Exercise goal
Go through the entries one line at a time, and gather every line that has the word "shrub".

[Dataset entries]
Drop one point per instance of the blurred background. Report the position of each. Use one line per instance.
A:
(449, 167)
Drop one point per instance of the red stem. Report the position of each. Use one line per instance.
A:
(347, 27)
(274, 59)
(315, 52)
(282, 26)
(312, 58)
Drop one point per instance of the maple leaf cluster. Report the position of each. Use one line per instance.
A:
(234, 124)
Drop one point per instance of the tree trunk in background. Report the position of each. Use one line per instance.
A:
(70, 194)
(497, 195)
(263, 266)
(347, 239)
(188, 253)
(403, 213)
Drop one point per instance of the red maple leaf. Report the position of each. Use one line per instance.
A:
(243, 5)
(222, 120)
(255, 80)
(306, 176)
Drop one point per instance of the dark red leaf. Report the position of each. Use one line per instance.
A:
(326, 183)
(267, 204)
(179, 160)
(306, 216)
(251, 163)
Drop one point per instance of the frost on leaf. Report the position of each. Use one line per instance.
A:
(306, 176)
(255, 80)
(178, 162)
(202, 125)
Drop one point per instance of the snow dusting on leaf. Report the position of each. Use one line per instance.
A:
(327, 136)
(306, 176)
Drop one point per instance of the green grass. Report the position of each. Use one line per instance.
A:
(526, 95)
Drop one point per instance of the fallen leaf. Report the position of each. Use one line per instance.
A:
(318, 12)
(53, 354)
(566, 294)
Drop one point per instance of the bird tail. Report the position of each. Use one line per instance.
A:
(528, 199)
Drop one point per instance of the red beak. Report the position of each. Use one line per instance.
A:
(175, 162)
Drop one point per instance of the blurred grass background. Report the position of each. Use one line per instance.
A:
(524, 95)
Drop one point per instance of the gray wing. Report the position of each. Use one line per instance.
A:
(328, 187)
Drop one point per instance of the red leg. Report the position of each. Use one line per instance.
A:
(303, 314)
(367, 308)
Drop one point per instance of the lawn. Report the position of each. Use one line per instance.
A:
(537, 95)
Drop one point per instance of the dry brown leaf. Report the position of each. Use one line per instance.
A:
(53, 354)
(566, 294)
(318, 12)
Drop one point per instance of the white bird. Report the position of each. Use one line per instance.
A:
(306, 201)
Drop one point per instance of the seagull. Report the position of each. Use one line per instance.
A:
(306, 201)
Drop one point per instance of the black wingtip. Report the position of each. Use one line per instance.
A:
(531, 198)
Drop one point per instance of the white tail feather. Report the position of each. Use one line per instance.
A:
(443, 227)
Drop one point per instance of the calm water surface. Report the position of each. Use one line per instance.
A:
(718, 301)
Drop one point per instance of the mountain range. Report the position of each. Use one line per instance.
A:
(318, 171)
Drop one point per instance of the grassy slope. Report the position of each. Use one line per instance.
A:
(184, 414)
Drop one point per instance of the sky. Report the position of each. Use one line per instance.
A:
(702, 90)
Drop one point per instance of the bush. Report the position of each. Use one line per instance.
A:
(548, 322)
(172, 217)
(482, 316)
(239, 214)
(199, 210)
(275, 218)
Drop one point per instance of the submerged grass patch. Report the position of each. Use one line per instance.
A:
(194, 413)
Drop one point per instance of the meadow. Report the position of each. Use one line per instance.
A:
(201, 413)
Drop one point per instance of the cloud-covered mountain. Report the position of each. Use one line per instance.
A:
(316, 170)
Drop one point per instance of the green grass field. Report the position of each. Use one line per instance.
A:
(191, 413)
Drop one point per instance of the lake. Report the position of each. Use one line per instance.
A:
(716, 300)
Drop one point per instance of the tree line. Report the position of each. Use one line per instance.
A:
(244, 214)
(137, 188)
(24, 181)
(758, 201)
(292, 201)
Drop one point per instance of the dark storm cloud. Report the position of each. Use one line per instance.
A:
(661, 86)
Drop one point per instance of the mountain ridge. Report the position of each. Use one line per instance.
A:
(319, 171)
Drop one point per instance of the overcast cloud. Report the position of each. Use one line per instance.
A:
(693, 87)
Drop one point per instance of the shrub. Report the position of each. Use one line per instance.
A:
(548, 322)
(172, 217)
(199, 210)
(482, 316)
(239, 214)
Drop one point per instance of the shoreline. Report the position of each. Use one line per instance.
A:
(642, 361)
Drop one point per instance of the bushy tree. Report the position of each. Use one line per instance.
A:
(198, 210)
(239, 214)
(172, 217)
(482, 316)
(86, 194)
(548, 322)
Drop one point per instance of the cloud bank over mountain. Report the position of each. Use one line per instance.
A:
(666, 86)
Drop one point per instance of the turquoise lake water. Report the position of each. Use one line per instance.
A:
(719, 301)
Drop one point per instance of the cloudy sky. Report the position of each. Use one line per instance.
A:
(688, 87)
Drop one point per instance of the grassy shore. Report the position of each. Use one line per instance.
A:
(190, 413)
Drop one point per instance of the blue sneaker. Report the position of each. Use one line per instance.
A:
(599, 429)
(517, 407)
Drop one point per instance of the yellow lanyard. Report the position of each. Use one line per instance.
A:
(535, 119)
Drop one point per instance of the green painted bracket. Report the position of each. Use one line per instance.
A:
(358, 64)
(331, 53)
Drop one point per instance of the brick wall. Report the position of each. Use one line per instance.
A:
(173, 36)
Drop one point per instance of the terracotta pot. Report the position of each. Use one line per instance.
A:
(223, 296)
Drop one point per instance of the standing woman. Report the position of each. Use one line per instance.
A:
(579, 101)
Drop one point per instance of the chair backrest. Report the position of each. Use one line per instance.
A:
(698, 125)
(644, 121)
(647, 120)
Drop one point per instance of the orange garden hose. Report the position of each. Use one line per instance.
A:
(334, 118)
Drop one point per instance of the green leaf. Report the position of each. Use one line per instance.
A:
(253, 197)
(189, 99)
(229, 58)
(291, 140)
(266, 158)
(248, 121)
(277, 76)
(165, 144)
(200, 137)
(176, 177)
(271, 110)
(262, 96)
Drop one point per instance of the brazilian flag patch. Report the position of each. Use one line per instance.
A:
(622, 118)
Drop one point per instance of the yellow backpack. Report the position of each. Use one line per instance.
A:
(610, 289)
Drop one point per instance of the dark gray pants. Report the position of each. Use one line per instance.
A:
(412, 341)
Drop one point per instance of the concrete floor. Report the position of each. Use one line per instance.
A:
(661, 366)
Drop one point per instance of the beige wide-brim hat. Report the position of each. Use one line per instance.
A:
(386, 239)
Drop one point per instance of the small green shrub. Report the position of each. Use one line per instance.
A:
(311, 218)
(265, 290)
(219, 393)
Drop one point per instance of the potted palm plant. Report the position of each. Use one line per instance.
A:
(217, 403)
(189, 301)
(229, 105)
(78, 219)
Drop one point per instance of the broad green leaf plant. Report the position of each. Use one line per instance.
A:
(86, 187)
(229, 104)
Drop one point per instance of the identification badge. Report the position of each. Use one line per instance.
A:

Output for this task
Drop one point per instance of the shrub. Report the position of each. Use one line per instance.
Drop one point per instance of the small green shrub. Report the position of each. Use one line per instance.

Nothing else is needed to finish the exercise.